- _WHAT IS BEING ASKED_: Output the part of the entries that opens with the line containing "plush toy leg?" and runs through the end of the entries as a Markdown table with the columns Row and Line, leaving out any blank lines. Include only these lines.
— start of MATERIAL FOR THIS EXERCISE —
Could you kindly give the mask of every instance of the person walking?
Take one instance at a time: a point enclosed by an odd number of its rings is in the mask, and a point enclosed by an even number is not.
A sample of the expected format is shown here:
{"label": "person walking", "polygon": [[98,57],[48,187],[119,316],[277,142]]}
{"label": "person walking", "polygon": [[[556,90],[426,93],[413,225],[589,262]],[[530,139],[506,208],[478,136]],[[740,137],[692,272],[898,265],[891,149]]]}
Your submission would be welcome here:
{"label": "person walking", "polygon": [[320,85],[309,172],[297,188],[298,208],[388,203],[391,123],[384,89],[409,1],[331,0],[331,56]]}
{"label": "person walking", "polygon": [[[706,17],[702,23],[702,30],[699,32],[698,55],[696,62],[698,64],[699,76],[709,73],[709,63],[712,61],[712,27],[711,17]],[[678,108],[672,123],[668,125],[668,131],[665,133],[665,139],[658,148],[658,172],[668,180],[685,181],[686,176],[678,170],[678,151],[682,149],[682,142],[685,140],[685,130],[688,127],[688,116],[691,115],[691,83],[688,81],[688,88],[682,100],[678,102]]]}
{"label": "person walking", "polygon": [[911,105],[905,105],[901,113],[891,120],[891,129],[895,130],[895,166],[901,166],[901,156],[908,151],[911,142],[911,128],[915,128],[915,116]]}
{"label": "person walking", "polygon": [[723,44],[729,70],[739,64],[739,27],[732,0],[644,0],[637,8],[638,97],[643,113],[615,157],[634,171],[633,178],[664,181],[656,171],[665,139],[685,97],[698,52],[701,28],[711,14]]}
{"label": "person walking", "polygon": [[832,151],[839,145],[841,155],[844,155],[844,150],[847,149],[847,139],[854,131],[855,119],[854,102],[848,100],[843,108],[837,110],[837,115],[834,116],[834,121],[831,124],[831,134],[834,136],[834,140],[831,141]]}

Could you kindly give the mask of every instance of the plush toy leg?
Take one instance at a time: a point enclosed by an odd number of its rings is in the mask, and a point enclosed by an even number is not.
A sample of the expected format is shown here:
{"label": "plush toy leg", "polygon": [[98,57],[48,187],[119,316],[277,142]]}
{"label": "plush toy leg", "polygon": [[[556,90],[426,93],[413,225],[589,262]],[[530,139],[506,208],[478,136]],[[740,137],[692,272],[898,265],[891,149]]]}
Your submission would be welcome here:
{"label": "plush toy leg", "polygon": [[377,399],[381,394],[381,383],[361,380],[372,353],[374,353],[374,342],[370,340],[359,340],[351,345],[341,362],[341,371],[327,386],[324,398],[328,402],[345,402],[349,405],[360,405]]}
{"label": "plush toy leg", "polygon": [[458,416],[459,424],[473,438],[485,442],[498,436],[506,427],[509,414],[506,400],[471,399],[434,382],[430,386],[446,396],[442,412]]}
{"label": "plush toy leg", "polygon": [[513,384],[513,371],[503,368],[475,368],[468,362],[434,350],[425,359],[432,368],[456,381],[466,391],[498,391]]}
— end of MATERIAL FOR THIS EXERCISE —
- _ANSWER TO THIS EXERCISE_:
| Row | Line |
|---|---|
| 1 | Could you kindly give the mask of every instance of the plush toy leg? |
| 2 | Take one instance at a time: a point enclosed by an odd number of its rings is in the mask, and a point enclosed by an even number is not. |
| 3 | A sample of the expected format is shown here: |
| 4 | {"label": "plush toy leg", "polygon": [[98,57],[48,187],[119,316],[277,142]]} |
| 5 | {"label": "plush toy leg", "polygon": [[[556,90],[426,93],[413,225],[589,262]],[[530,139],[506,208],[478,136]],[[740,137],[692,272],[898,265],[891,149]]]} |
| 6 | Your submission would be welcome here: |
| 7 | {"label": "plush toy leg", "polygon": [[377,399],[381,394],[381,383],[361,380],[372,353],[374,353],[374,342],[370,340],[359,340],[351,345],[341,362],[341,371],[327,386],[324,398],[328,402],[345,402],[349,405],[360,405]]} |
| 8 | {"label": "plush toy leg", "polygon": [[458,416],[459,424],[473,438],[485,442],[498,436],[506,427],[509,414],[506,400],[471,399],[434,382],[430,386],[446,396],[442,412]]} |
| 9 | {"label": "plush toy leg", "polygon": [[513,384],[513,371],[503,368],[475,368],[468,362],[434,350],[425,359],[432,368],[456,381],[466,391],[498,391]]} |